--- BEGIN ---
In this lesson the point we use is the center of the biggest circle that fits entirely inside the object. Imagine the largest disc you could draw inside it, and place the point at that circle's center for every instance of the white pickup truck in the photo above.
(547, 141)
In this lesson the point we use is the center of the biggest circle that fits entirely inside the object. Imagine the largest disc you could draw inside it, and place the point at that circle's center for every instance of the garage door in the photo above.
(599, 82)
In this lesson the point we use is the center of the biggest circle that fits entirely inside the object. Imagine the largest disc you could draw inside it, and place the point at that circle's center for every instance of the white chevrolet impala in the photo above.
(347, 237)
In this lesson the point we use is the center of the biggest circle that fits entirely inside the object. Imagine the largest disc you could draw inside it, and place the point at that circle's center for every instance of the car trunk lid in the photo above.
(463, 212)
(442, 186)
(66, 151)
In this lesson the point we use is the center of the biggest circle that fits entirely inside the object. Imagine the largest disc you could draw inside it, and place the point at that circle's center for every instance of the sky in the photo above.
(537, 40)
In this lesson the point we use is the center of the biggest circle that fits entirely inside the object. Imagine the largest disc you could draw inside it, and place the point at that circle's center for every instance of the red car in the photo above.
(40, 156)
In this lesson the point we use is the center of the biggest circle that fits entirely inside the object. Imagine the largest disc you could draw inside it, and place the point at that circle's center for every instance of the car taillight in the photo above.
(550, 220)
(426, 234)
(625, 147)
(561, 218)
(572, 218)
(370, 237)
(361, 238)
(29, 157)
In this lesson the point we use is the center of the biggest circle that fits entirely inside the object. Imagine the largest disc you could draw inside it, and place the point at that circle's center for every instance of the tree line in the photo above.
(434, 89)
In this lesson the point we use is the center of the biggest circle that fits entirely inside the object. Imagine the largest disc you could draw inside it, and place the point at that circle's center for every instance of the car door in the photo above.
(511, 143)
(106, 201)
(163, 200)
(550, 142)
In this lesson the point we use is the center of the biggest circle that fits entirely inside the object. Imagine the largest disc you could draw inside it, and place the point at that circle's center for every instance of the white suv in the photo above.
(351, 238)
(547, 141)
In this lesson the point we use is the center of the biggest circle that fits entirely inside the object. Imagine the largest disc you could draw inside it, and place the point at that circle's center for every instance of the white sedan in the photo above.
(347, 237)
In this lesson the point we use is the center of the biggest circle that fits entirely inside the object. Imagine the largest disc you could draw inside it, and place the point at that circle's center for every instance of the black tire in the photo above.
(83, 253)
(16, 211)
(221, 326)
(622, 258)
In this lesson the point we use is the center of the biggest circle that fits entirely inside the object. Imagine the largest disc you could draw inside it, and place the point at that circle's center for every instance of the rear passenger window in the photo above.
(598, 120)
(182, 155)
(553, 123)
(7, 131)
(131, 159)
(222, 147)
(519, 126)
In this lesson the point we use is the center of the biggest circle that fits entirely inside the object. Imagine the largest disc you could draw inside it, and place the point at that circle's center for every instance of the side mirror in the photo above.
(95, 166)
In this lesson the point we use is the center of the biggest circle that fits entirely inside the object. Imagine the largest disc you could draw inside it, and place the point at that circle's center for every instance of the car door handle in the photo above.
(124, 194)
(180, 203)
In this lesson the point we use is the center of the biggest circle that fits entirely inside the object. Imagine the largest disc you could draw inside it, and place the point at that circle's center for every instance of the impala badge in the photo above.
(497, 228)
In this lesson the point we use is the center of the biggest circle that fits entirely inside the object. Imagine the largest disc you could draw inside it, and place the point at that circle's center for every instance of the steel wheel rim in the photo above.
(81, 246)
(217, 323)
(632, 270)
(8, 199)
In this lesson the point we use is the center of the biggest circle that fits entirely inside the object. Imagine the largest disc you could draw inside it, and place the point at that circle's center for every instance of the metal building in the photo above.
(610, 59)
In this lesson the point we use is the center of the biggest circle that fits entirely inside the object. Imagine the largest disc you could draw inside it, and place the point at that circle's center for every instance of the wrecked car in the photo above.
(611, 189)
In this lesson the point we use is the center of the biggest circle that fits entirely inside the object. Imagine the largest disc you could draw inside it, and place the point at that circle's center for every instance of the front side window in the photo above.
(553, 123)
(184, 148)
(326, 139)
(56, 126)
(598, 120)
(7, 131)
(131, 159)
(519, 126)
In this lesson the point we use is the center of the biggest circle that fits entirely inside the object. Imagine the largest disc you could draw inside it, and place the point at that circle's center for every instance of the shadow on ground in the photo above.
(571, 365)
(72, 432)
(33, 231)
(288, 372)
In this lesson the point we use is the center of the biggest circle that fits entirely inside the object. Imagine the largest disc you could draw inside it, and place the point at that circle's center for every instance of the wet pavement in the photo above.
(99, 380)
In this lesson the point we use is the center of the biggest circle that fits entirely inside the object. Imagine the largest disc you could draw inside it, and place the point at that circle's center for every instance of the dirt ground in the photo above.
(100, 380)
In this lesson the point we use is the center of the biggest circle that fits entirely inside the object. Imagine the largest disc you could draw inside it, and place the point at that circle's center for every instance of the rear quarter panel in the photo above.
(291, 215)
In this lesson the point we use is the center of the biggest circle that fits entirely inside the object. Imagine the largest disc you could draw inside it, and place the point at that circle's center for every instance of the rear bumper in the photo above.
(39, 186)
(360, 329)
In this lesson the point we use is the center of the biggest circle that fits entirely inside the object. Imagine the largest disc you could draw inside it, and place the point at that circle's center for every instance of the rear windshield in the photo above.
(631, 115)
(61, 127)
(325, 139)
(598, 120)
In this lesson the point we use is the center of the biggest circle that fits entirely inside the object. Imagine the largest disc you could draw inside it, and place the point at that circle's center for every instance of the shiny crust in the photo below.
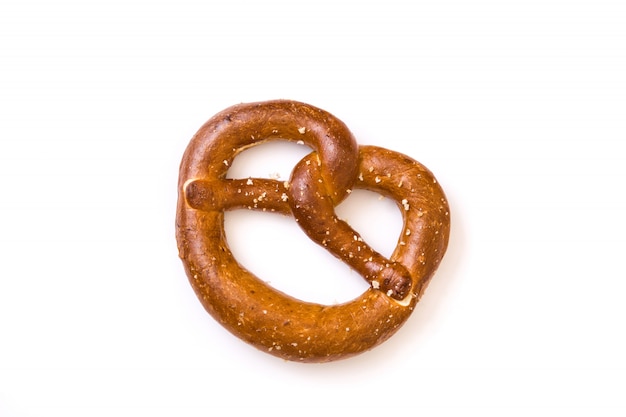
--- END ---
▶ Objective: Rewrite all the records above with "lesson" changed to "exercise" and everything else left as it is. Omit the pictures.

▶ Task output:
In this exercise the point we use is the center of the biggest circle that fits entirely inside the object. Imagine the largest disc you could draw inside it, and place the point at that circle's center for every instance of the white pickup truck in the photo above.
(547, 141)
In this exercise the point we use is the center of the biggest circle that fits entirely inside the object. Imagine the largest disc you could draw inside it, and place the point at that circle's center for every instance of the garage door in the photo above.
(599, 82)
In this exercise the point we use is the center of the biggest circle that fits entirely inside the object. Imagine the largest disc you could draw inside it, and place the point at that circle's center for every instance of the white chevrolet impala in the photo above.
(347, 237)
In this exercise the point we use is the center of the biggest circle that fits entirely inside the object. Imagine the largest disc you could draw inside it, and place the point at that circle's center for every instance of the car trunk lid in the photo above.
(463, 212)
(442, 186)
(66, 151)
In this exercise the point we use is the center of the biggest circle that fits entirely inside the object. Imagine the largest disc you could draw inside it, and place the point at that circle's center for every instance of the sky in the photo above.
(537, 40)
In this exercise the point we use is the center of the biggest circle that fits entirely inside the object. Imagine the largest disc you could draw inside it, and place the point at that circle's center for every instance of the red car in the photo above.
(40, 156)
In this exercise the point we use is the center of the biggest circle that fits entirely inside the object. Imagine the largest disc you could draw inside it, and place the point at that circle's center for every instance of the car taillight in the photo above.
(550, 220)
(426, 234)
(625, 147)
(561, 218)
(572, 218)
(370, 237)
(361, 238)
(29, 157)
In this exercise the point we use is the center of the biggest circle that fits entirely inside the object. Imagine the largest disc you could draw inside it, and place the point at that circle's center for every instance of the tree line in the photo above.
(434, 89)
In this exercise the point we use is the center of the biggest circle that fits entirely inside the object. Imagine the largest disc you could draw inside it, and place the point at that circle's center for every instance of the car door in the photo above.
(511, 143)
(106, 201)
(163, 200)
(550, 142)
In this exercise the point we use is the center of the biggest circle that fits entirely inside the object. Imagine the largest disc you could draw inside it, and place the point at that circle's center for every instance of the white suv in the photo above.
(351, 238)
(547, 141)
In this exercise the point we use is the center of the biggest circle that fits entirely inside the object. Imagine the largest disc you could draw inside it, and place the point at that circle's center for every instance of the white sedan in the photo above.
(347, 237)
In this exercise the point we use is the center of the biggest circle that fits entirely inside the object. Imagine the largest disc you could draw inside it, and place the point at that circle's center for every instance of the black tire in the photo above.
(83, 253)
(16, 211)
(221, 326)
(622, 258)
In this exercise the point we use is the center of the biggest circle that fits entirely inside the object. Imagine the largest disc you could draw inside it, and place the point at that circle's center for every instance of the rear passenger window in the photo above.
(598, 120)
(182, 155)
(553, 123)
(7, 131)
(131, 159)
(222, 147)
(519, 126)
In this exercise the point we use is the center of the biggest circle that fits entirely inside the object. Imagine the largest disc you could draw inside it, and place the point at that circle's center for every instance of the side mirror in the photo above.
(95, 166)
In this exercise the point we use is the center of the biggest circle that fits entirely inside the object. Imagine the largest disc you could draw inside it, and place the point at that circle's center for every instance of the car door handle in the photo above.
(124, 194)
(180, 203)
In this exercise the point we use is the center of the biggest circle that fits entirely inside the object. Imagine the largest disc you could draw inside it, and place the point at that circle's center for every instance of the impala badge in the photo above.
(497, 228)
In this exercise the point we use is the center of the biggest circle that fits entirely inside the object. Imagine the largest disc you could draw inside it, and place the point at that circle's center for every instance of the steel wheel rim in the photo above.
(81, 246)
(217, 323)
(632, 270)
(8, 199)
In this exercise the point we use is the center of the biggest circle that fits entirely inside the object. Imagine the largest disc you could draw inside it, and place the point at that circle's center for every instance of the metal building in the photo above.
(610, 59)
In this exercise the point we use is the center of the biggest circle that fits entirely inside the object. Imagine the largest disc you could draw inside it, and place the point at that circle's center for every instance of the wrecked car in the photo above.
(611, 189)
In this exercise the point we use is the center of the biggest circle that fits entirely inside the object. Imagine the largest disc you could draw inside it, and place the point at that circle's center for every instance of the front side window in the photo above.
(553, 123)
(184, 148)
(326, 139)
(56, 126)
(598, 120)
(7, 131)
(131, 159)
(519, 126)
In this exercise the point we use is the center of the biggest circle that fits entirely inside the object. Imagine the largest disc you could draw inside it, and place the point at that circle's center for every instance of the shadow on ground in the photo above.
(571, 365)
(72, 432)
(33, 231)
(288, 372)
In this exercise the point we use is the center of the biggest circle that fits entirely inside the object. Imagine the largest disc you could draw inside it, and place the point at that circle's center for every instance of the wet pavement in the photo above.
(99, 380)
In this exercise the point we use is the center of the biggest circle that fits entirely inside the object. Imagine the largest disc you could draw inside it, and place the point at that circle's center for every instance of the dirt ground in the photo above.
(100, 380)
In this exercise the point we use is the center of the biggest circle that fits entirely inside the object. Imagine the largest disc you could draw inside it, and place the point at that circle's center for every instance of the rear quarter panel in the photo above.
(291, 215)
In this exercise the point we use is the center of the biggest circle that fits entirely inside the object. Imagine the largest disc you could draw inside it, and place the point at that circle's center for every instance of the rear bumper in the photo above.
(39, 186)
(360, 329)
In this exercise the point we use is the center of the biggest circle that fits entirely inside the object. Imagine the largest disc you could draw inside it, and place the point at that circle's center for every instance of the rear windshield in the photo above.
(631, 115)
(61, 127)
(325, 139)
(598, 120)
In this exercise the point we use is the center of the biggest circle that fits entirely inside the object. Imagine the largest disc you could draw inside it, and place the point at that circle's center for every instance of the shiny crust in the photo below.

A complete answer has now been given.